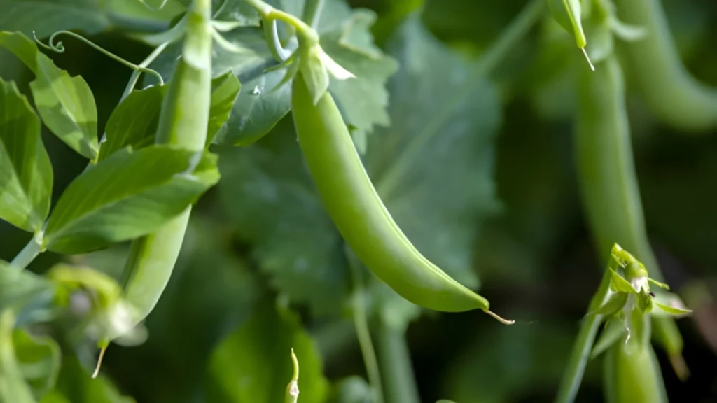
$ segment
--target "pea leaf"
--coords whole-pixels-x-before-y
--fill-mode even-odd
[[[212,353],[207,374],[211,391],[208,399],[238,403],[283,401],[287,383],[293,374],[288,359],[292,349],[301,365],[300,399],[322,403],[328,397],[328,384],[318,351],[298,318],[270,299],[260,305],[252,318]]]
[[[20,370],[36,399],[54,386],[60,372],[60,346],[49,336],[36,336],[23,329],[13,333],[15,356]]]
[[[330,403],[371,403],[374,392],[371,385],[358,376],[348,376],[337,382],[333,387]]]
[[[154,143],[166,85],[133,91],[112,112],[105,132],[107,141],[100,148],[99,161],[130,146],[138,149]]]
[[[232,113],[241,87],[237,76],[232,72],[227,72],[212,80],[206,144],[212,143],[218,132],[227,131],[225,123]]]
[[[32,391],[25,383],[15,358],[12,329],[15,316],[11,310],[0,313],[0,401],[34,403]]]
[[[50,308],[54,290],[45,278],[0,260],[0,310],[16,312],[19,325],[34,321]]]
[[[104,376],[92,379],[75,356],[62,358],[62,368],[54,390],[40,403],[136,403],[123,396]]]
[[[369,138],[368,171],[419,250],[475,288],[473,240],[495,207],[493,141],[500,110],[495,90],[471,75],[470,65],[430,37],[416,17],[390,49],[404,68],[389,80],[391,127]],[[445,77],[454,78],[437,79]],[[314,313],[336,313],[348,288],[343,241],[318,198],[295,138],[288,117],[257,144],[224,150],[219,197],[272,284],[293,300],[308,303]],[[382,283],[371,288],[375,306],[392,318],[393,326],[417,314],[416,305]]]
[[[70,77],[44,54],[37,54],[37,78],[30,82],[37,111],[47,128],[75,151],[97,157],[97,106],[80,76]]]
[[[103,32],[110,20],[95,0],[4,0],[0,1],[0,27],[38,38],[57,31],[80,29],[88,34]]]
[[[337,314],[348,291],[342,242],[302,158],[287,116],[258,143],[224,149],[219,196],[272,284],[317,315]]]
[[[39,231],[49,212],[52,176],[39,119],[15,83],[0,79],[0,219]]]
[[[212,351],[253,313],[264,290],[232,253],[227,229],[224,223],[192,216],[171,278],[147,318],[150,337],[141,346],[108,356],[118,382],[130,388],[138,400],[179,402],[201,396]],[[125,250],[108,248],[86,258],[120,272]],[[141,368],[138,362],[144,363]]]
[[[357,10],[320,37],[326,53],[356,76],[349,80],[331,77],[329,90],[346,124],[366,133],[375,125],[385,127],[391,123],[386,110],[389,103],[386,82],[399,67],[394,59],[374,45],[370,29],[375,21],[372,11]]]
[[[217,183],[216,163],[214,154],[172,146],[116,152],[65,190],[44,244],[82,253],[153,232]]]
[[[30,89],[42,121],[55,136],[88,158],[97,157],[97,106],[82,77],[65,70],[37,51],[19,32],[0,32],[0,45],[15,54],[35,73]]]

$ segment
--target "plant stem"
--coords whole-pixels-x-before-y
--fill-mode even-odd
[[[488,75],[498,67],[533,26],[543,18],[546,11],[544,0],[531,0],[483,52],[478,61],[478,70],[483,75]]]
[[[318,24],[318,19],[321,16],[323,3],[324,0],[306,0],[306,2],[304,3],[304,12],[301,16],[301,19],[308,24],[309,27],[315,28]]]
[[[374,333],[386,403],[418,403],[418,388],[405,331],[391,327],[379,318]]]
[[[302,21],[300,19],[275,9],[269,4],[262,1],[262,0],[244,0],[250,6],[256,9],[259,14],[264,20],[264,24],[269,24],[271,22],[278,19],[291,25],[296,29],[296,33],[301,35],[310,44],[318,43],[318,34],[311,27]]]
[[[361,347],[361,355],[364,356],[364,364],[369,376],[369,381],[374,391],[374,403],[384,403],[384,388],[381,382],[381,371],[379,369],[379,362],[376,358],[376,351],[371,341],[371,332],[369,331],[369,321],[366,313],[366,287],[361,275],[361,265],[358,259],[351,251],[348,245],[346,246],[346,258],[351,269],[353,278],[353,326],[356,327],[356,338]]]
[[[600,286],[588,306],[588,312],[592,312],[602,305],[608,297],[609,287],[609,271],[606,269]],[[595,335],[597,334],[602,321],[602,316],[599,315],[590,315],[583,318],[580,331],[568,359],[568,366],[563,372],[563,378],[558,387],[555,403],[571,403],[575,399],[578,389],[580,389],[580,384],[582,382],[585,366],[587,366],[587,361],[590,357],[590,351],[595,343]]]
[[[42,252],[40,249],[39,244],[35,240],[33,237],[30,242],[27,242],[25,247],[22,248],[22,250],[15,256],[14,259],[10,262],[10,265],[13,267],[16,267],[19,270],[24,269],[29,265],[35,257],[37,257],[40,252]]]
_ _ _ _ _ _ _
Print the rows again from their beginning through the line that contains "[[[39,231],[49,212],[52,176],[39,119],[15,83],[0,79],[0,219]]]", including that line, without any pictures.

$ segment
--target "pea leaf"
--coords whole-pixels-x-before-y
--fill-mode even-odd
[[[212,353],[207,374],[211,391],[208,399],[238,403],[283,401],[287,383],[293,374],[288,359],[292,349],[301,365],[300,399],[322,403],[328,397],[328,384],[318,351],[298,318],[270,299],[260,305],[252,318]]]
[[[20,370],[36,399],[54,386],[60,372],[60,346],[49,336],[36,336],[23,329],[13,333],[15,356]]]
[[[330,403],[371,403],[374,392],[371,385],[358,376],[348,376],[337,382],[333,387]]]
[[[154,143],[166,85],[133,91],[112,112],[105,132],[107,141],[100,148],[99,161],[130,146],[138,149]]]
[[[232,113],[241,87],[237,76],[232,72],[227,72],[212,80],[206,144],[212,143],[218,132],[227,131],[225,123]]]
[[[32,391],[25,383],[15,358],[12,329],[15,316],[11,310],[0,313],[0,401],[34,403]]]
[[[50,308],[54,290],[45,278],[0,260],[0,310],[16,312],[19,325],[34,321]]]
[[[104,376],[92,379],[75,356],[62,358],[62,368],[54,390],[40,403],[136,403],[123,396]]]
[[[369,138],[368,171],[419,250],[475,288],[473,240],[495,207],[493,141],[500,110],[495,90],[471,75],[470,65],[430,37],[416,17],[390,49],[404,68],[389,80],[391,127]],[[445,77],[454,78],[437,79]],[[314,313],[336,313],[348,288],[343,241],[318,198],[295,138],[288,117],[257,144],[224,150],[219,197],[272,284],[293,300],[308,303]],[[382,283],[371,288],[375,306],[392,318],[393,326],[417,314],[416,305]]]
[[[70,77],[44,54],[37,54],[37,78],[30,82],[37,111],[47,128],[75,151],[97,157],[97,106],[80,76]]]
[[[103,32],[110,20],[95,0],[4,0],[0,1],[0,27],[38,38],[57,31],[80,29],[88,34]]]
[[[337,314],[348,291],[342,242],[302,158],[287,116],[258,143],[224,149],[219,196],[272,284],[317,315]]]
[[[39,231],[49,212],[52,176],[39,119],[15,83],[0,79],[0,219]]]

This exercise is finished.